Instruction: Reproduce the material below verbatim, beginning at the line that contains "Target: cloud bank", including that line, and stopping after the final line of the material.

[Labeled-object pointing entries]
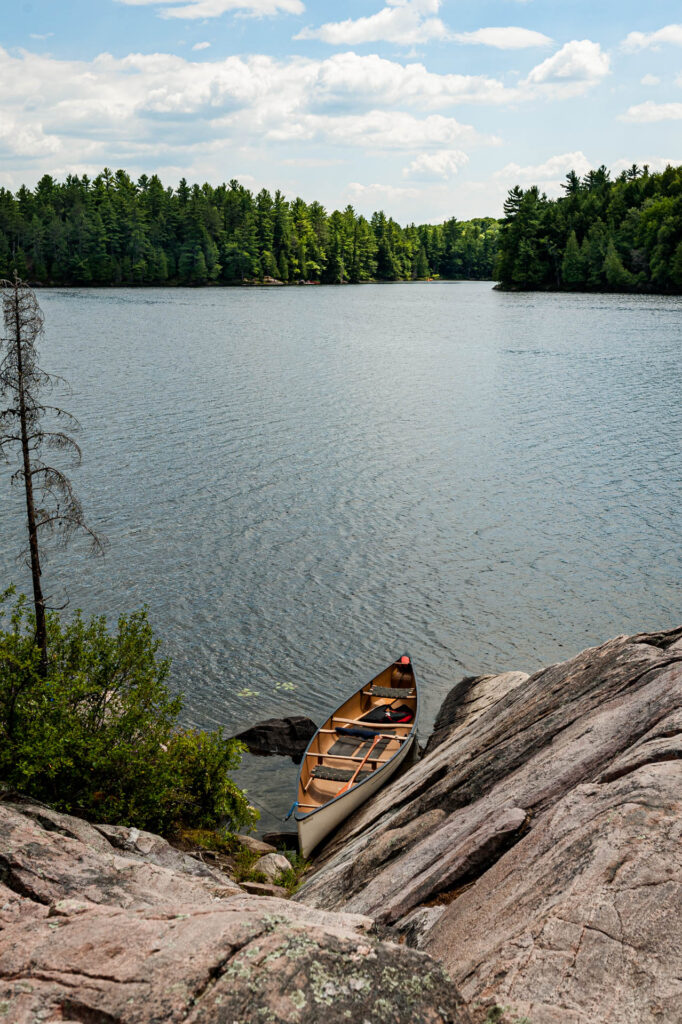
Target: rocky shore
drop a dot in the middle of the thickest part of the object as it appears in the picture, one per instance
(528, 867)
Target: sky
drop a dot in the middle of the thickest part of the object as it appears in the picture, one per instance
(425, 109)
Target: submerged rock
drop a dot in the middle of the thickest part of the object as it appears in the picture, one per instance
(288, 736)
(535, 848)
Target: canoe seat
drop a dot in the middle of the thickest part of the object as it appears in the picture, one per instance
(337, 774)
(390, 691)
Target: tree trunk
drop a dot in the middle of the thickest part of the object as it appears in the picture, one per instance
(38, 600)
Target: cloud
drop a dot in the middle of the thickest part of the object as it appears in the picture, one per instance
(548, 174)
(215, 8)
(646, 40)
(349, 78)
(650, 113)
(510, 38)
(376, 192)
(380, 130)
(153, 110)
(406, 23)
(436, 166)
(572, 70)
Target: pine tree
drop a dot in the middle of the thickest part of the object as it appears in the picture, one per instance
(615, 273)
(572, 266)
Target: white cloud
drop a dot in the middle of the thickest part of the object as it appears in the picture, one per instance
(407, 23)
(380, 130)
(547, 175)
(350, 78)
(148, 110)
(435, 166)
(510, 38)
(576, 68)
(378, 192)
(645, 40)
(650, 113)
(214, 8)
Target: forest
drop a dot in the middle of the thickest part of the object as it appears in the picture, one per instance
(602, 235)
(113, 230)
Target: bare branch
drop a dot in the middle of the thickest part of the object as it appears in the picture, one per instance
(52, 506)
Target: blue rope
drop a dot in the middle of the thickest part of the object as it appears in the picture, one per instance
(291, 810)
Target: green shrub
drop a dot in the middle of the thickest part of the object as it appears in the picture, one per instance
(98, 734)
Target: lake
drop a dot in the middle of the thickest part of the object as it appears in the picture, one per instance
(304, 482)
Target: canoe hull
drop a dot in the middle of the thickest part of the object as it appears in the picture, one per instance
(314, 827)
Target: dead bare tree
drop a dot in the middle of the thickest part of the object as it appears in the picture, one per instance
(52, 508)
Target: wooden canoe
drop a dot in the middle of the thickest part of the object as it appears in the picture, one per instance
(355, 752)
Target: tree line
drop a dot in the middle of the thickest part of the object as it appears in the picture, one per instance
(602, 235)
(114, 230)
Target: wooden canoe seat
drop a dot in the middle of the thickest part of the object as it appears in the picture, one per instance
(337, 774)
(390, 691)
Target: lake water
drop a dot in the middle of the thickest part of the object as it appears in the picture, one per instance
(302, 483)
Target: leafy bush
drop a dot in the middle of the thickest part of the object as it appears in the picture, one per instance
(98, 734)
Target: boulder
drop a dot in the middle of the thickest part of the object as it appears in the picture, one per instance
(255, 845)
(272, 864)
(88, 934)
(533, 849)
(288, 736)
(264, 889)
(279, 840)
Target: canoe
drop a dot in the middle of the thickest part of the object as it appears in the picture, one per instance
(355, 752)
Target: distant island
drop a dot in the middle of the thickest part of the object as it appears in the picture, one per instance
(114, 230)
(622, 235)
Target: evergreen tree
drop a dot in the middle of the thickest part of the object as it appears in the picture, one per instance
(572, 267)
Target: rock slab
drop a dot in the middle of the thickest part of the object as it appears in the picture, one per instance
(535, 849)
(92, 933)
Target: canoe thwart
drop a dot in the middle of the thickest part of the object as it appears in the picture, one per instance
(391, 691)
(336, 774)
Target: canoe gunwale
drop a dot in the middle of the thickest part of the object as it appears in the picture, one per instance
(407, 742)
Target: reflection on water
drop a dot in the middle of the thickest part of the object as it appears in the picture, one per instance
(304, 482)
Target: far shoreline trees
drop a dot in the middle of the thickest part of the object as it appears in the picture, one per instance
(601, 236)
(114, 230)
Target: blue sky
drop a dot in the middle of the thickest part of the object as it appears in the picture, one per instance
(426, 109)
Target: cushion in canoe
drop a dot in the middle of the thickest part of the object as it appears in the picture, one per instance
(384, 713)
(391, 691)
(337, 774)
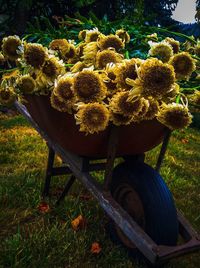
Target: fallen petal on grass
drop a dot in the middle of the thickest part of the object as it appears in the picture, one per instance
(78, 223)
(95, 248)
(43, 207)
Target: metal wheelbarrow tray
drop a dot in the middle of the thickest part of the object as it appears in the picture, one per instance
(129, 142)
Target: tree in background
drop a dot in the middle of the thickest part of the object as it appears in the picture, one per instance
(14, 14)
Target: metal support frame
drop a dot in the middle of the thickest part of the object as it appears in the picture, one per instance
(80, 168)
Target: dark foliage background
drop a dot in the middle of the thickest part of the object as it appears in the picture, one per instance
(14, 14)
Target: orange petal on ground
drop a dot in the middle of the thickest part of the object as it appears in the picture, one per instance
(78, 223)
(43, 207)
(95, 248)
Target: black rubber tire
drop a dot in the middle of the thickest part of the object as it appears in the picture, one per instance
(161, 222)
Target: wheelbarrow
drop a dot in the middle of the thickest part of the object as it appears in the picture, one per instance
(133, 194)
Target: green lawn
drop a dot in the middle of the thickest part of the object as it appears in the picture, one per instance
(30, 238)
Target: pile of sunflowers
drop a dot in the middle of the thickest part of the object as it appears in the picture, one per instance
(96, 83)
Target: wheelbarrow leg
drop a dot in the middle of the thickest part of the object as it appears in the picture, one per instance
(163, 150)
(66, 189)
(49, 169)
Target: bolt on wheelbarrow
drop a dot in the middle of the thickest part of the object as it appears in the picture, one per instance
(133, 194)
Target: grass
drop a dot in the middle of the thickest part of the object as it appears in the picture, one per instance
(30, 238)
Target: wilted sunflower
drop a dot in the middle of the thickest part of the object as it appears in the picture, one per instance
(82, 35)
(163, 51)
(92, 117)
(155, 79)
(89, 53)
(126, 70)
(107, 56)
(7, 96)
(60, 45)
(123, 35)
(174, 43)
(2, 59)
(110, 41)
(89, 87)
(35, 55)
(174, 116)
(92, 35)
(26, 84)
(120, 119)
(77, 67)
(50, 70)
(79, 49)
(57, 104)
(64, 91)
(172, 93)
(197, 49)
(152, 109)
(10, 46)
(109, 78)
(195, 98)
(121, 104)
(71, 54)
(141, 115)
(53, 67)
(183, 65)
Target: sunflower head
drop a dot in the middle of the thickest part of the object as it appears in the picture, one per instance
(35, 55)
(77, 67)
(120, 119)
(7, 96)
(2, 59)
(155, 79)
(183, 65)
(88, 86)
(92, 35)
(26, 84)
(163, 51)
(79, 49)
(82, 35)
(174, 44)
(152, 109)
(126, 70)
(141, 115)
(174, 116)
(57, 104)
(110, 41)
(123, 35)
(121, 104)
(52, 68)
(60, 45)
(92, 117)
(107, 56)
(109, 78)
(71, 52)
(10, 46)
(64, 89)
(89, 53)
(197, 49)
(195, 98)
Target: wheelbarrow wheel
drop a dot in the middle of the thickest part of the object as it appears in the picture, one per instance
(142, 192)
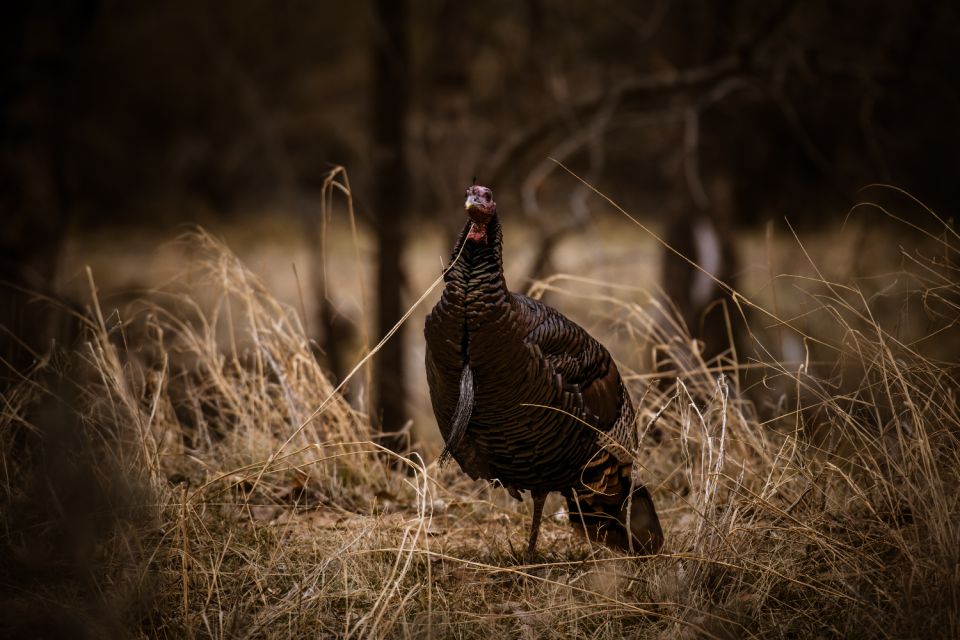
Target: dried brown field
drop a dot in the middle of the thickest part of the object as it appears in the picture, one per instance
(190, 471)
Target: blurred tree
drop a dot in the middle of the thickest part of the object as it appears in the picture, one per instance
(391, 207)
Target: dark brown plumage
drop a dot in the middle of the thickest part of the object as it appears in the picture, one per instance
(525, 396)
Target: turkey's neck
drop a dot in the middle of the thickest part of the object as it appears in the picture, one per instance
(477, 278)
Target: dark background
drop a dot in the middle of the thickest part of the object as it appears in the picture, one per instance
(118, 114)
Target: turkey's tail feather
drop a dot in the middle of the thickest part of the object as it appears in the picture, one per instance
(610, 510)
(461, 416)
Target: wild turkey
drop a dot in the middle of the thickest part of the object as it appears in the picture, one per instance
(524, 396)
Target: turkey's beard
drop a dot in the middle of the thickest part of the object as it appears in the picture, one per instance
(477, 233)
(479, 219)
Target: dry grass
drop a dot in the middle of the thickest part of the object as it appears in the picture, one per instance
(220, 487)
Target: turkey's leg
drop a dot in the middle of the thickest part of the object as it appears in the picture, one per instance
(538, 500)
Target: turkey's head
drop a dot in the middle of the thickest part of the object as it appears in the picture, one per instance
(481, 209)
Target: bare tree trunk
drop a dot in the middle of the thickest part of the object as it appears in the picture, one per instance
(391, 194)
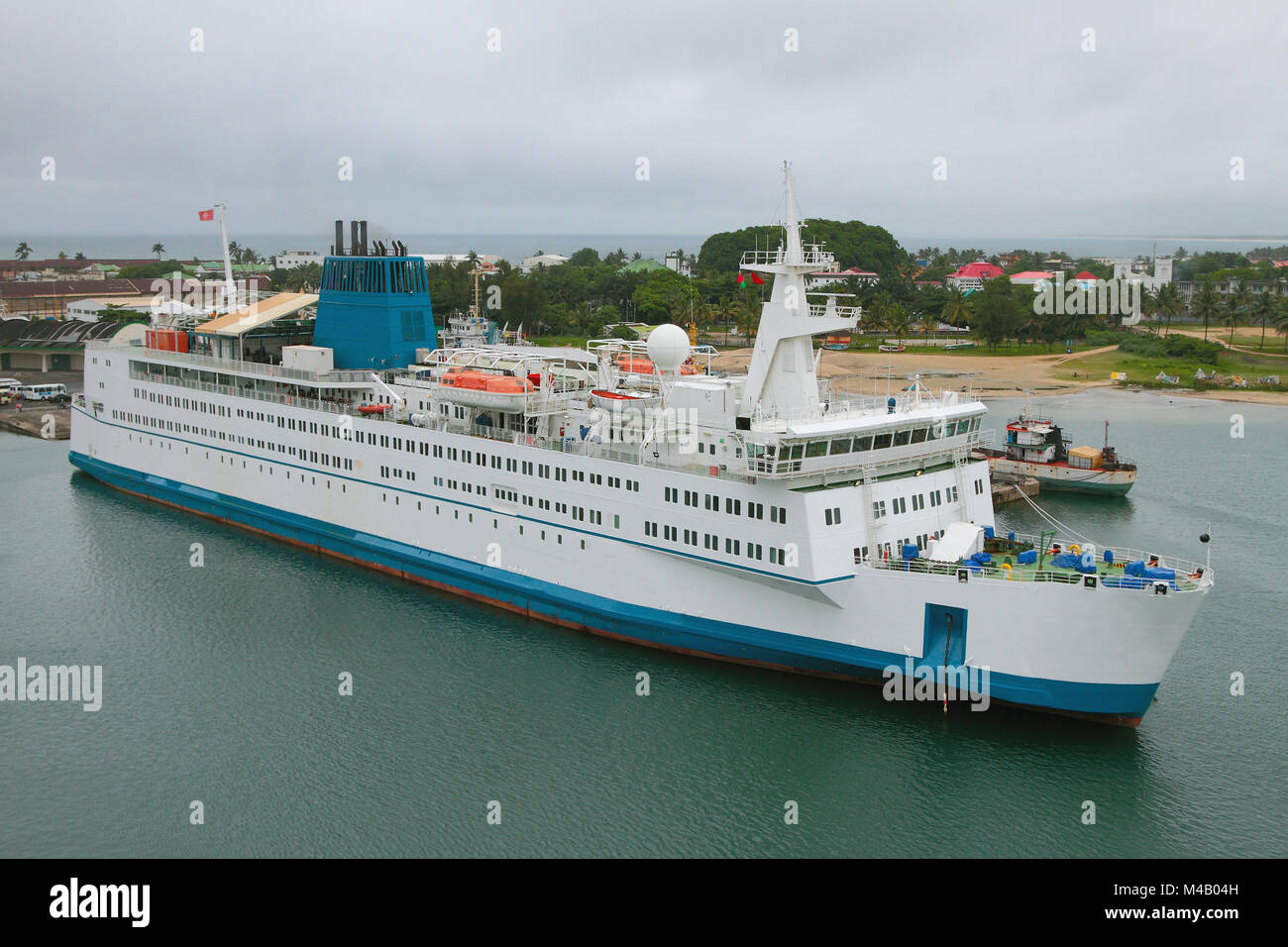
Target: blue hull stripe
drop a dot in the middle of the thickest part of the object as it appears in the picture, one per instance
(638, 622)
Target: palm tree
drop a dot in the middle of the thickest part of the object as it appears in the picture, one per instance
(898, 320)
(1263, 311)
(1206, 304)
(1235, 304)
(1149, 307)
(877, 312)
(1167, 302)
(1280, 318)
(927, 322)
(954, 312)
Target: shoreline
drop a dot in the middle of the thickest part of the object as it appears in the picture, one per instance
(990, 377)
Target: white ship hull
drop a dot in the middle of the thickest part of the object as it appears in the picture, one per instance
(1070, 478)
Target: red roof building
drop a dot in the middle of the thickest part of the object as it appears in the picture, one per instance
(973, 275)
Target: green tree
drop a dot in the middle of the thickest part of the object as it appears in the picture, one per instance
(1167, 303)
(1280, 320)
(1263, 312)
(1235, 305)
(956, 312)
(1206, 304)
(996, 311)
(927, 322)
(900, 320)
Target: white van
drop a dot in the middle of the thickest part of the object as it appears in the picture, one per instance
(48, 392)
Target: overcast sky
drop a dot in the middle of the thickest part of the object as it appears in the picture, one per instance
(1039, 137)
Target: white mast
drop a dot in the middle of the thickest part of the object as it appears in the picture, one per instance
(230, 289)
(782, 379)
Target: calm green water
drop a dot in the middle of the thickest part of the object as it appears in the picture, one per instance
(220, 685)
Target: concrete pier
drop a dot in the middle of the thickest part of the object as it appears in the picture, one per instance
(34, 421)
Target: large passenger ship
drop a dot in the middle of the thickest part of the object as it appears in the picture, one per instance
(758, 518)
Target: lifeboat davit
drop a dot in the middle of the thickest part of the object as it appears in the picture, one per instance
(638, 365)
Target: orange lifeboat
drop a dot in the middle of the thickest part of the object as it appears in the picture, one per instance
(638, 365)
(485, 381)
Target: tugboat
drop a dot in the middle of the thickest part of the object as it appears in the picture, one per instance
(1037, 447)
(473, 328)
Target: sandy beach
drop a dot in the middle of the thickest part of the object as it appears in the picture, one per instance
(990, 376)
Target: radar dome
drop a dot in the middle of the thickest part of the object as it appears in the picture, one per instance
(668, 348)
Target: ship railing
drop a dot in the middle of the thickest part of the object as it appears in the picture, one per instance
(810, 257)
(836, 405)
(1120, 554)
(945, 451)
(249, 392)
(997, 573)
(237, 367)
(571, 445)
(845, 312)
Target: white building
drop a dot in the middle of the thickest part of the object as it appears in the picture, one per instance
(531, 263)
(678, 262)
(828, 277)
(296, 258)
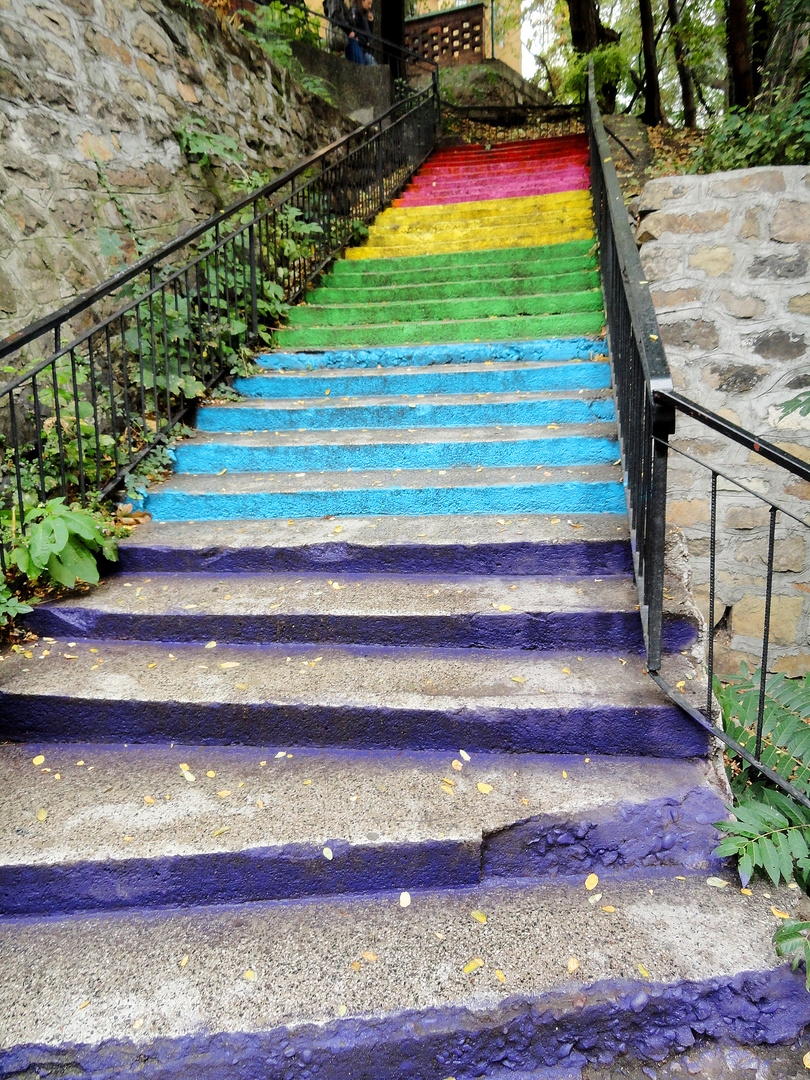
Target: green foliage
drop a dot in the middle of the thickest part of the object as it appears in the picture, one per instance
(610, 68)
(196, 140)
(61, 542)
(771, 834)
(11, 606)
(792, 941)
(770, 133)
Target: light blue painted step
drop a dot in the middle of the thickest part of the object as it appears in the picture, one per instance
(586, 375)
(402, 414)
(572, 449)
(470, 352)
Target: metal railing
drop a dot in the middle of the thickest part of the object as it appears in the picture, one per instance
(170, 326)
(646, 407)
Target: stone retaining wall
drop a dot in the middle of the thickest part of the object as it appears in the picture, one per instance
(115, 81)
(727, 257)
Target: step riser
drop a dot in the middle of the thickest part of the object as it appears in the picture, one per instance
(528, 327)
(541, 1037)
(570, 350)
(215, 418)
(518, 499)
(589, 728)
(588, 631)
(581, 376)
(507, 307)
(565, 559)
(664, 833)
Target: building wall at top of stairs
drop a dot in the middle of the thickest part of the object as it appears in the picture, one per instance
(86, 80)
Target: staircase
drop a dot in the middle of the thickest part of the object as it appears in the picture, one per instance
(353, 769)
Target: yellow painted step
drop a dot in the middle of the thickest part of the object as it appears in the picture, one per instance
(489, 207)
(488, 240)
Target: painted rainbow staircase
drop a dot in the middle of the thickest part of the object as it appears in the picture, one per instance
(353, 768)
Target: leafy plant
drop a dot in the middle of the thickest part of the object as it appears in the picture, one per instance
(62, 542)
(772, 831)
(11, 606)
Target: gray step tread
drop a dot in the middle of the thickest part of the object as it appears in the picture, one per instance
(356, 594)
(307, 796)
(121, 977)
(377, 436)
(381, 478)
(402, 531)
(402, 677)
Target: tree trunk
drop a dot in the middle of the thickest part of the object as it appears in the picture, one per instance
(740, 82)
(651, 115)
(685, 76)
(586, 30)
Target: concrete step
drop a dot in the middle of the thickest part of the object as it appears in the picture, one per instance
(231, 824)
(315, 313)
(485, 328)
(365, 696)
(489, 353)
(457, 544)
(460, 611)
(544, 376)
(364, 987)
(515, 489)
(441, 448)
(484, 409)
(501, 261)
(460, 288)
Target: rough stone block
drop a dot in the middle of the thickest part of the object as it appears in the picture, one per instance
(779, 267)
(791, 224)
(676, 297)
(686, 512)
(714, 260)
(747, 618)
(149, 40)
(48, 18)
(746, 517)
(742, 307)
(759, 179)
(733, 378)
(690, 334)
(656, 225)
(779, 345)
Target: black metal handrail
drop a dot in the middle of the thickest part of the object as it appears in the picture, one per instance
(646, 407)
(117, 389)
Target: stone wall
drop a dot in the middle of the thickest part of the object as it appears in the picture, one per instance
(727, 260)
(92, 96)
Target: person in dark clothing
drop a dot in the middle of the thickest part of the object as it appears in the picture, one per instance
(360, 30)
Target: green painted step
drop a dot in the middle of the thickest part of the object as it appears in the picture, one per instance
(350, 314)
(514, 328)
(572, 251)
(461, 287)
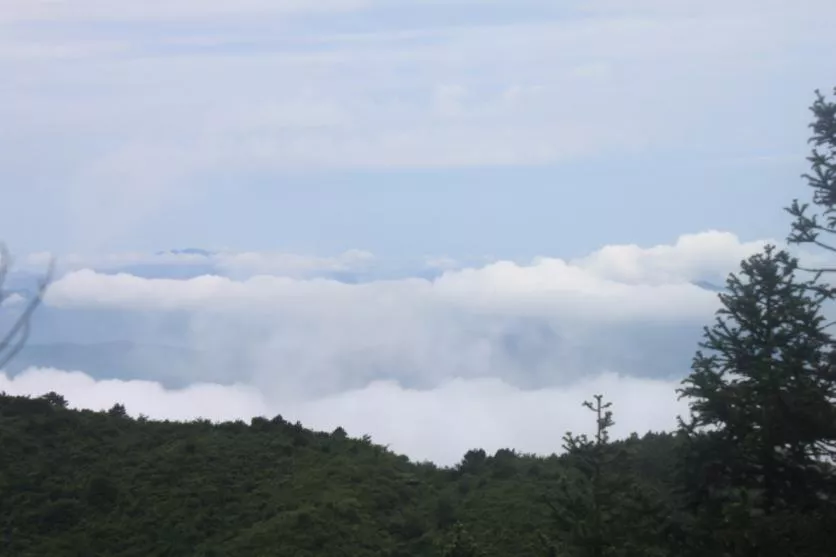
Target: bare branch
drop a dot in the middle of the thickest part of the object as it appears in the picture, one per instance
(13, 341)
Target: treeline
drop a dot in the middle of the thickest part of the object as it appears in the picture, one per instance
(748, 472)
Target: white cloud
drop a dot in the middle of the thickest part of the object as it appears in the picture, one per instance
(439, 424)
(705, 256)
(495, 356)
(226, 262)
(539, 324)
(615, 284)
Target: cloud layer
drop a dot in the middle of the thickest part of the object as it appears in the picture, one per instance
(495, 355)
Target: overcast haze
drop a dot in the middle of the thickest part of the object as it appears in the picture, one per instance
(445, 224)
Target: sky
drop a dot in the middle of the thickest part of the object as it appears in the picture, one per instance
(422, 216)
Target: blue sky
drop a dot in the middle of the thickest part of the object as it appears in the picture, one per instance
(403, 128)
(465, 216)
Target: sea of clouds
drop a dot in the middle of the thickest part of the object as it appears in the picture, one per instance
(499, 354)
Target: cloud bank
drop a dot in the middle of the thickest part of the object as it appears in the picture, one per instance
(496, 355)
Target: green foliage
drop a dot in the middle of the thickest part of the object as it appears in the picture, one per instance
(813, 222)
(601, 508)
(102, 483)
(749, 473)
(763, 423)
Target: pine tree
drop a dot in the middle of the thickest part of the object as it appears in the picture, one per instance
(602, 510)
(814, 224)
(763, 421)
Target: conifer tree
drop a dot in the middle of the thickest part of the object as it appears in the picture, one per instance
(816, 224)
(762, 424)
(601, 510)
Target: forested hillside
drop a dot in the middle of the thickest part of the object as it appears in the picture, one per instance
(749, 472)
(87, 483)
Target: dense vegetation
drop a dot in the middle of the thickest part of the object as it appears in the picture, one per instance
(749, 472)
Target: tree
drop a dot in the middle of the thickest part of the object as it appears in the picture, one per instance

Output for this task:
Target: cloud bank
drop a dot in the middle of the thickest part of the object as it appears in the picture, one per instance
(496, 355)
Target: green foliage
drop a dot in the middle of the thickest part of the object as it appears in the picture, one per instance
(813, 222)
(601, 508)
(102, 483)
(749, 473)
(763, 423)
Target: pine tree
drop a dot in the middle of the thickest part of the object as it appears in the picture, one per instance
(602, 510)
(814, 224)
(763, 421)
Target: conifer tree
drop a dot in the middle of the thickest part of the object as it appears in the picture, one per instance
(816, 224)
(762, 424)
(601, 510)
Target: forested hillside
drop a dot in the middle of the thickest part of the object as it appears in the picture, one per instance
(749, 472)
(87, 483)
Target: dense vegetation
drop a dot in the middle of the thickest part of the object as it appears in the picture, one per instance
(749, 472)
Target: tree
drop a dot in the middle of the thickest part of the object as it appears in the picture, one per instance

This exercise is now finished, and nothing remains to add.